§ **WRITTEN TASK**: Starting from the line containing "One point goes on each instance of the stone building, as", write out every remaining line exactly, the last one included.

§ **DATASET ROWS**:

┌────────

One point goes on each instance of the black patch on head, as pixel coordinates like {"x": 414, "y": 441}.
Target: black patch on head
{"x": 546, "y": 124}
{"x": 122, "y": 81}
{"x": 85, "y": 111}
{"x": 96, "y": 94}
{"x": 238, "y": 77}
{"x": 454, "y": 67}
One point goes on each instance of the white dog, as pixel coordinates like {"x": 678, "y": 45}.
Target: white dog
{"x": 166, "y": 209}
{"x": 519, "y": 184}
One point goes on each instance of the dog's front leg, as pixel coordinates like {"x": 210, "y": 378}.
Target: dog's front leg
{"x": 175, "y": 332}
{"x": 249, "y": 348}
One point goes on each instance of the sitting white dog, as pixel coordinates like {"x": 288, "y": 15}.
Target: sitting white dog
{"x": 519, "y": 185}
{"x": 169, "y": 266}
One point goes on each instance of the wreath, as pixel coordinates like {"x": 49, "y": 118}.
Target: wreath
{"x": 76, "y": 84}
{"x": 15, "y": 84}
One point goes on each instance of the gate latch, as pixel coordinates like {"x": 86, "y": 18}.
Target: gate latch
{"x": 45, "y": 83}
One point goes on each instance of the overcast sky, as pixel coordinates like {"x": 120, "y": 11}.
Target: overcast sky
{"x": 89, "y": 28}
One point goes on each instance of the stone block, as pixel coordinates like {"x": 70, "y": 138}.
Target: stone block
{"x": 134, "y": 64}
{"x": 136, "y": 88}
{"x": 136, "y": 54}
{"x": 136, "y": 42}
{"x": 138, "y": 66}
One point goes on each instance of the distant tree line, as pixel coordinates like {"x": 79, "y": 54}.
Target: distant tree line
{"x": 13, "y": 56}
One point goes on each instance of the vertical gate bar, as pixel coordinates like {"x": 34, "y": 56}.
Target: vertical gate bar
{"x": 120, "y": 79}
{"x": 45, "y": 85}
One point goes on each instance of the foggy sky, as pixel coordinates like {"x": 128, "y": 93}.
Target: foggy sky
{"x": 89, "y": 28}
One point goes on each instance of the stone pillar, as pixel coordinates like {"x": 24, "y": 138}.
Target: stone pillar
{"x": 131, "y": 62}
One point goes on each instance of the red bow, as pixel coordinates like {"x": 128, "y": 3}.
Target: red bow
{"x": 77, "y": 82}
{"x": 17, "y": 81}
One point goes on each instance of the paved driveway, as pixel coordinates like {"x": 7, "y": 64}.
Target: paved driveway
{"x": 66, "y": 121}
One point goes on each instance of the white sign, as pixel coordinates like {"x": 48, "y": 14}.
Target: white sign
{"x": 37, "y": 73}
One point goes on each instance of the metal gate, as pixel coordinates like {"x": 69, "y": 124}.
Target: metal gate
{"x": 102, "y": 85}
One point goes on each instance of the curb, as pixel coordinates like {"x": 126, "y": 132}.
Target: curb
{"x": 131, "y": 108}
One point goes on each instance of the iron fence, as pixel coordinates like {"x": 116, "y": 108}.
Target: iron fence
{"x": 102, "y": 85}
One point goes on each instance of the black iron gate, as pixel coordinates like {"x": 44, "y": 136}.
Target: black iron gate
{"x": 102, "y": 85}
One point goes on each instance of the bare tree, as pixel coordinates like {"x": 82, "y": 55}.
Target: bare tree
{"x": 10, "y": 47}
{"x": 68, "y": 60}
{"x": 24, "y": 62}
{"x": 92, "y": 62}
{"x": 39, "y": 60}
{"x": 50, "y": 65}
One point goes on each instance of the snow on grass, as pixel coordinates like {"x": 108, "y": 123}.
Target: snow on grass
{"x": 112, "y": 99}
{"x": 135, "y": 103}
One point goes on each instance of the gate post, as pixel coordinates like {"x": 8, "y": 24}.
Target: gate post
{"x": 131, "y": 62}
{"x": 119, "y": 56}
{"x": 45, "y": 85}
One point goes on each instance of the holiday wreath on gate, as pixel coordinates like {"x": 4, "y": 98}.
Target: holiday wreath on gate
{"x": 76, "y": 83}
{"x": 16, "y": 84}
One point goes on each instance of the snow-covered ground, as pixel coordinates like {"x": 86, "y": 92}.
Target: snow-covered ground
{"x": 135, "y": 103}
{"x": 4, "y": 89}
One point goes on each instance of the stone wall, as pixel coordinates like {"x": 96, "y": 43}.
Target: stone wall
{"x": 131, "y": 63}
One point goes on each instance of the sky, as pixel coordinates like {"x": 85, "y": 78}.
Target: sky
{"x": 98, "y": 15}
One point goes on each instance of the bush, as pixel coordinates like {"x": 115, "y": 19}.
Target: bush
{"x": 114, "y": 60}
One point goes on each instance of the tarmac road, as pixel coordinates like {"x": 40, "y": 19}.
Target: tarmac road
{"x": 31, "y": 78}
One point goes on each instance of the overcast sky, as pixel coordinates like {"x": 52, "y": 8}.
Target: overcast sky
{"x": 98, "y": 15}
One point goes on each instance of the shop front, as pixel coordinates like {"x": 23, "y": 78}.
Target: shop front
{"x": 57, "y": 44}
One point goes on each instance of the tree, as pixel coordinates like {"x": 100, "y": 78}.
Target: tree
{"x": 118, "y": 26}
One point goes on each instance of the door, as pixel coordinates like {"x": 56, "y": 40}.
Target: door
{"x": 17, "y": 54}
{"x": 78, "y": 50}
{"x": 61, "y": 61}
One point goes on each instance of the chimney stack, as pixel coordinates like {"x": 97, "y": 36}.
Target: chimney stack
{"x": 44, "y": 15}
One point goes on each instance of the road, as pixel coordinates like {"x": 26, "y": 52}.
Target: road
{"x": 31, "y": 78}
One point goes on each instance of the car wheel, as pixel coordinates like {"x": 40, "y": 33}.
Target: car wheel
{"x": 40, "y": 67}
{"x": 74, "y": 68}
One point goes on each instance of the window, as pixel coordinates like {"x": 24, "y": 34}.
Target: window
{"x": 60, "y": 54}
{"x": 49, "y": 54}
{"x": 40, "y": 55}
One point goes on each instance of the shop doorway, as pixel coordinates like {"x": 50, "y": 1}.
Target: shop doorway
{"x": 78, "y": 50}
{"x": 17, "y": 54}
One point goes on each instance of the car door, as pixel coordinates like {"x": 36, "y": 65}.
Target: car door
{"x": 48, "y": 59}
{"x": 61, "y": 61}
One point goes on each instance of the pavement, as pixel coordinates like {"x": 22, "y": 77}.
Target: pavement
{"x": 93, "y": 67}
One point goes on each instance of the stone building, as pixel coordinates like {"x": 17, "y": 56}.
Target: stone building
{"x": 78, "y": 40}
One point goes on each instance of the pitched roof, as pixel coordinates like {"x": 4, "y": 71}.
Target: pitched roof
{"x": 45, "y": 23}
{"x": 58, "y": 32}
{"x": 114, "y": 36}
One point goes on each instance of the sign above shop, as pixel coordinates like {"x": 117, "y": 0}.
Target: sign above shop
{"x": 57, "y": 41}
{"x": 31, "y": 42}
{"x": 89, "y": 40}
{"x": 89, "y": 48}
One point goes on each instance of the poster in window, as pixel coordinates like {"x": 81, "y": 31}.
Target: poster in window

└────────

§ **TASK RESPONSE**:
One point goes on each instance of the stone building, as pixel coordinates like {"x": 17, "y": 56}.
Target: stone building
{"x": 78, "y": 40}
One point goes on each instance of the pitched roof, as pixel coordinates like {"x": 4, "y": 71}.
Target: pitched roof
{"x": 45, "y": 23}
{"x": 58, "y": 32}
{"x": 114, "y": 36}
One point goes on each instance of the sign above shop, as pixel coordinates like {"x": 117, "y": 0}.
Target: sign above shop
{"x": 57, "y": 41}
{"x": 31, "y": 42}
{"x": 89, "y": 40}
{"x": 89, "y": 48}
One point goes on each instance of the poster in window, as pixel coordinates like {"x": 81, "y": 31}.
Target: poster in window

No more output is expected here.